**Exercise aim:**
Only the text of the records belongs in the answer, copied exactly and without pictures.

==========

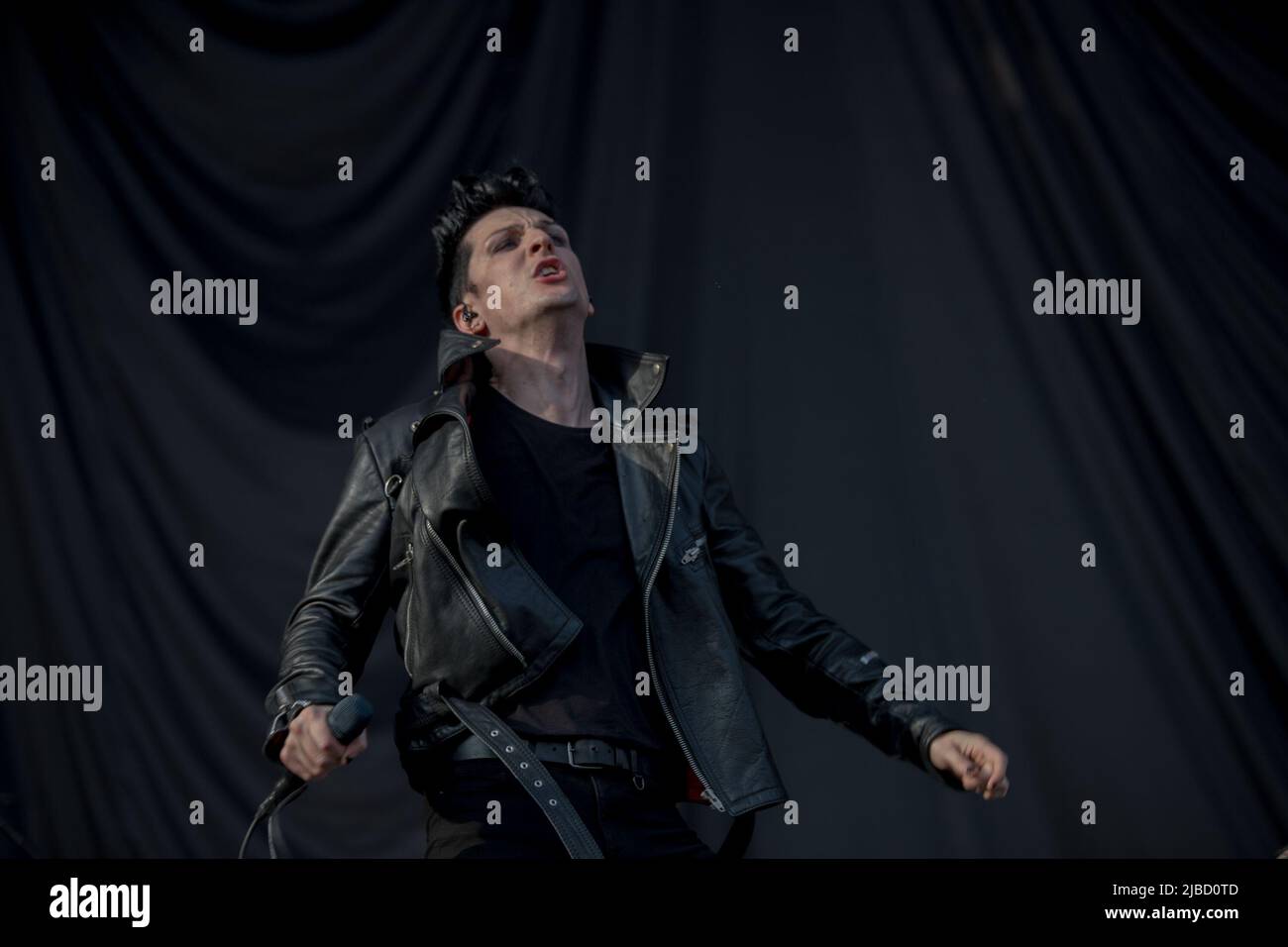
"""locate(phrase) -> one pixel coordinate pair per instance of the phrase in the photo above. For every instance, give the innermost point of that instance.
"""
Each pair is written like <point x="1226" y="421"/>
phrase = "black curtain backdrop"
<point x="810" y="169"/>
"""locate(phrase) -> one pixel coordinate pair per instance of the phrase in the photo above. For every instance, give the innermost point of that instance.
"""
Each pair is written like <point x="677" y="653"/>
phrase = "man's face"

==========

**Task solution:**
"""locate(phrase) -> one pixel coordinate pair per instance of the phrase in the photo above. For every instance, give the innermost point of that instance.
"""
Each pair is written like <point x="1226" y="421"/>
phrase = "black curtain backdrop"
<point x="810" y="169"/>
"""locate(phrase) -> one pixel coordinate pair per instance of the phrase in the photo above. For every instance, give the innermost point of that instance.
"""
Each pair is written like <point x="677" y="653"/>
phrase = "man's face"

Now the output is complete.